- EXTRACTED TEXT -
▼
ADAM RODRIGUEZ, PLAINTIFF-APPELLANT,
v.
DAVID W. SCHWEIGER AND ROGER D. TERRY, DEFENDANTS-APPELLEES



Appeal from the United States District Court for the Northern District of Illinois, Eastern Division. No. 78 C 2295 -- James B. Moran, Judge.

Author: Campbell

CUMMINGS, Chief Judge, POSNER, Circuit Judge, and CAMPBELL, Senior District Judge.*fn*

CAMPBELL, Senior District Judge.

Plaintiff Adam Rodriguez brought a civil rights action under 42 U.S.C. § 1983 against Chicago police officers David Schweiger and Roger Terry in the United States District Court for the Northern District of Illinois. After a sixty-day jury trial a verdict was reached in favor of the defendant police officers. Plaintiff appeals various rulings of the district court pursuant to 28 U.S.C. § 1291. For reasons set forth below, we affirm.

The case arises from a shooting incident which occurred on November 6, 1975 between plaintiff and the defendant police officers. Officer Schweiger testified, and the jury apparently believed, that he entered plaintiff's apartment on that fateful day with plaintiff's girlfriend, a Yvette Velasquez, because earlier that day Velasquez had flagged him down in his patrol vehicle claiming a man had hit her in the head with a gun. Schweiger testified he followed Velasquez into plaintiff's apartment after she had unlocked the door with her own key. At this point plaintiff was observed with a gun in his waistband. Schweiger claims he said "police officers" and "don't go for your gun." (Plaintiff claims Schweiger entered the apartment "without warning or announcement." It is undisputed that Schweiger was in plain clothes). Apparently, both plaintiff and Schweiger pulled their guns. At trial it was disputed who drew their gun first and who fired first. Schweiger testified he said "drop the gun" and plaintiff failed to respond. It was then he shot at plaintiff from the hip. Schweiger testified he believed he failed to hit plaintiff because plaintiff did not move after the shot.
▲
Point labeling examples
▼
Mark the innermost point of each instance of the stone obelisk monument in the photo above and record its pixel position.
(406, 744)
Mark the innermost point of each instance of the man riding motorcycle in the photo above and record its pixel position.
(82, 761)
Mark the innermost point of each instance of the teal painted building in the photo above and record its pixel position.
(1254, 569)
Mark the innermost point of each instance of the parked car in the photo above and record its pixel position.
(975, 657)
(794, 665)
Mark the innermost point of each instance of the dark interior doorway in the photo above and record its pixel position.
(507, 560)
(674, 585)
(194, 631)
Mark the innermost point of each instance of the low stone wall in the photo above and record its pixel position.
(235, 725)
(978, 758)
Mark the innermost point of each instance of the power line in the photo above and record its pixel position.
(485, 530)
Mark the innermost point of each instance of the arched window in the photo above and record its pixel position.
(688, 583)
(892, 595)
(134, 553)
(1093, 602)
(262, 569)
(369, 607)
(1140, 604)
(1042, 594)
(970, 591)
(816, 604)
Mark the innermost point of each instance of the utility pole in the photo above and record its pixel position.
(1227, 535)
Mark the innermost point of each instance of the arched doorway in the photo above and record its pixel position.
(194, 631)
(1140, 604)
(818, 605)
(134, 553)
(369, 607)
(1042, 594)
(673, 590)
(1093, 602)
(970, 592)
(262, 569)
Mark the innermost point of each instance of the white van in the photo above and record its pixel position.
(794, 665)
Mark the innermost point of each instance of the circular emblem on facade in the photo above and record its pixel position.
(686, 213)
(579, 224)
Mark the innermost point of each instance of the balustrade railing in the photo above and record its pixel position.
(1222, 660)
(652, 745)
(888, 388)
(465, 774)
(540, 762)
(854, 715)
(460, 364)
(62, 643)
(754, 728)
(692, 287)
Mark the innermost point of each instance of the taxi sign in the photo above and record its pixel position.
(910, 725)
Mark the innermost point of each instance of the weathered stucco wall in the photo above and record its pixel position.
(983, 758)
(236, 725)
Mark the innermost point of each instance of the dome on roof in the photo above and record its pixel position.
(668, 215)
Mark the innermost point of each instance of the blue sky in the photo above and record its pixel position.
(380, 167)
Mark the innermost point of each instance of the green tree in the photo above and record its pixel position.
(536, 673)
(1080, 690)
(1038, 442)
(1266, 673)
▲
- EXERCISE -
Reproduce the stretch of the court opinion above from "DAVID W. SCHWEIGER" through "B. Moran, Judge.", word for word.

- RESULT FOR THIS TASK -
DAVID W. SCHWEIGER AND ROGER D. TERRY, DEFENDANTS-APPELLEES



Appeal from the United States District Court for the Northern District of Illinois, Eastern Division. No. 78 C 2295 -- James B. Moran, Judge.